EXERCISE PASSAGE
Following his National Youth Service Corps (NYSC) programme during the 1995–1996 service year, he received the Rivers State Honours Award in recognition of his distinguished service.

Pidomson holds three master's degrees from the University of Port Harcourt, the University of Liverpool, and the University of Warwick in the United Kingdom. He also earned a Ph.D. in Management Information Systems from Walden University in the United States.

In 2003, he was conferred the traditional title of Mene Leture I of Gokana Kingdom in recognition of his contributions to community development and public service. In 2007, he was also appointed a Justice of the Peace (JP) by the Rivers State Ministry of Justice.

== Early life ==

Gabriel Baritulem Pidomson was born on May 22, 1970, into the family of the late Sir Gabriel Deede Pidomson. He was born in Bodo, a coastal community in the Gokana Local Government Aread of Rivers State, within the Ogoni region. His background in Bodo and Gokana has remained an important part of his public identity and connection with the people of Rivers State

== Education ==

Pidomson began his primary education at St. Mary's Primary School, Port Harcourt, in 1976 and completed it at Army Children School, Elele, in 1981.

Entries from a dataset
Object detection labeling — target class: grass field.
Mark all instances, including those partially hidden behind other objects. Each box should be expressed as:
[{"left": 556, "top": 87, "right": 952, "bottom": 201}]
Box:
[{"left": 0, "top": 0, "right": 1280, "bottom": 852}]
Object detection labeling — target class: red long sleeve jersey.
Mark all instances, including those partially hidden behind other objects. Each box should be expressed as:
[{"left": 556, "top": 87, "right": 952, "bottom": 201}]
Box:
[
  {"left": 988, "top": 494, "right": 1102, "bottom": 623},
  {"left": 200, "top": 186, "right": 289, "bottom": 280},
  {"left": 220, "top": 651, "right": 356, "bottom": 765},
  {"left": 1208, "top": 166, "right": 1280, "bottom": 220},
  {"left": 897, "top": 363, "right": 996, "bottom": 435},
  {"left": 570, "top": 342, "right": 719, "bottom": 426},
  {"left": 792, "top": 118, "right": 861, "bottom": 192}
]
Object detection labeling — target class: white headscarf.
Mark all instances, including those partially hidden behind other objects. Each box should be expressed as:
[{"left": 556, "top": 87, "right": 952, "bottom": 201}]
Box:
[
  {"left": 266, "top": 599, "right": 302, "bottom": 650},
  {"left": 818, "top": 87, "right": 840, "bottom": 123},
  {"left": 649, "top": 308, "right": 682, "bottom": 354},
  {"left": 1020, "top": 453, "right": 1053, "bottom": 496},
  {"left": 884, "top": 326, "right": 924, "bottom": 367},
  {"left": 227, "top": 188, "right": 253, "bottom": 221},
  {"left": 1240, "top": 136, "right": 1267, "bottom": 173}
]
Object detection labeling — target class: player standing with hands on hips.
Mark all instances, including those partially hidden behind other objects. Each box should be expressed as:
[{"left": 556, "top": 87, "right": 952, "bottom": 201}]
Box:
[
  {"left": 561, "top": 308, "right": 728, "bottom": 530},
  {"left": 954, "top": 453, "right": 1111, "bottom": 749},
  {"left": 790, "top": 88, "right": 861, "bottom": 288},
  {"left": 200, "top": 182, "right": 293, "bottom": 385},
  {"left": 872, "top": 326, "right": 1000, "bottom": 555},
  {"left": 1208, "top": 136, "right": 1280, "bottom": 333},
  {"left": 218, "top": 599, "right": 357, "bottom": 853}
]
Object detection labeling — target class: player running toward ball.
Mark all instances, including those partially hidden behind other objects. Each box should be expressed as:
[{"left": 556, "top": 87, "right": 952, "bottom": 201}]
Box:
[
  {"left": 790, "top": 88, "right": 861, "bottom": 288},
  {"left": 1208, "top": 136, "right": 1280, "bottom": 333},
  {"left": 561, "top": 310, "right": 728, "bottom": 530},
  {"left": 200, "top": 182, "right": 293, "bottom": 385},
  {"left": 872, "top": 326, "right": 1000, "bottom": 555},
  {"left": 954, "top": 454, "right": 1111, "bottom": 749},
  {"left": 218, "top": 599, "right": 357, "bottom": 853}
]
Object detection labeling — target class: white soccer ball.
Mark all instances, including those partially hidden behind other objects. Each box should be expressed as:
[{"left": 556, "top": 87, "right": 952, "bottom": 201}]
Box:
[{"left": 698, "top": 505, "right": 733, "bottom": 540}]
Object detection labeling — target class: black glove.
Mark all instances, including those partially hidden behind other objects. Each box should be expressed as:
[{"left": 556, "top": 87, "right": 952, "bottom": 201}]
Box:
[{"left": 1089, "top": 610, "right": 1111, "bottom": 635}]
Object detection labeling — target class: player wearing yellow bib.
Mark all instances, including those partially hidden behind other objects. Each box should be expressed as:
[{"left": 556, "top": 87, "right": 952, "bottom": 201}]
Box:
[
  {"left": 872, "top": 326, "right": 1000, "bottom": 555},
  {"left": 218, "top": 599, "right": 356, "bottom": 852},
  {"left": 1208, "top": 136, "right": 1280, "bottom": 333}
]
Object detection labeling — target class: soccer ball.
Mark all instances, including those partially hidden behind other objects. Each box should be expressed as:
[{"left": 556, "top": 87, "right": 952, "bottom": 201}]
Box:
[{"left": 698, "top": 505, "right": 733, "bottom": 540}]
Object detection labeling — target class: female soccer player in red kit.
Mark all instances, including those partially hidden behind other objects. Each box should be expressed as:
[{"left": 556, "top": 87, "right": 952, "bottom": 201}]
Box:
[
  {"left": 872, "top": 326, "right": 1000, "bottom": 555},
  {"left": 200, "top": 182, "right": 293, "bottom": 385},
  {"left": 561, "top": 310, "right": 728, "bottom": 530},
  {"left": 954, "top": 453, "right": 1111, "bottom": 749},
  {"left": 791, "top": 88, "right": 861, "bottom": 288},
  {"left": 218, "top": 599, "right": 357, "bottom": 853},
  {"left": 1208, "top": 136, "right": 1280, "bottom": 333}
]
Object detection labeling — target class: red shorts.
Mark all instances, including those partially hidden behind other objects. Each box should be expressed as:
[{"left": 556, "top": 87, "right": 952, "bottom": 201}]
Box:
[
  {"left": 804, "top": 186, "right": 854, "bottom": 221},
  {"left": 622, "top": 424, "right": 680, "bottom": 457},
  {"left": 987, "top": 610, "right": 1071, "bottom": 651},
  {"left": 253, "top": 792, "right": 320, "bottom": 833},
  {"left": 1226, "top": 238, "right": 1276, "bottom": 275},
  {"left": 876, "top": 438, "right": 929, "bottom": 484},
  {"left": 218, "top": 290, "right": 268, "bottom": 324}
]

EXERCISE
Please copy the Pidomson biography from "In 2003, he" up to and including "Ministry of Justice.", swapping "community development" for "rural development".

ANSWER TO THIS EXERCISE
In 2003, he was conferred the traditional title of Mene Leture I of Gokana Kingdom in recognition of his contributions to rural development and public service. In 2007, he was also appointed a Justice of the Peace (JP) by the Rivers State Ministry of Justice.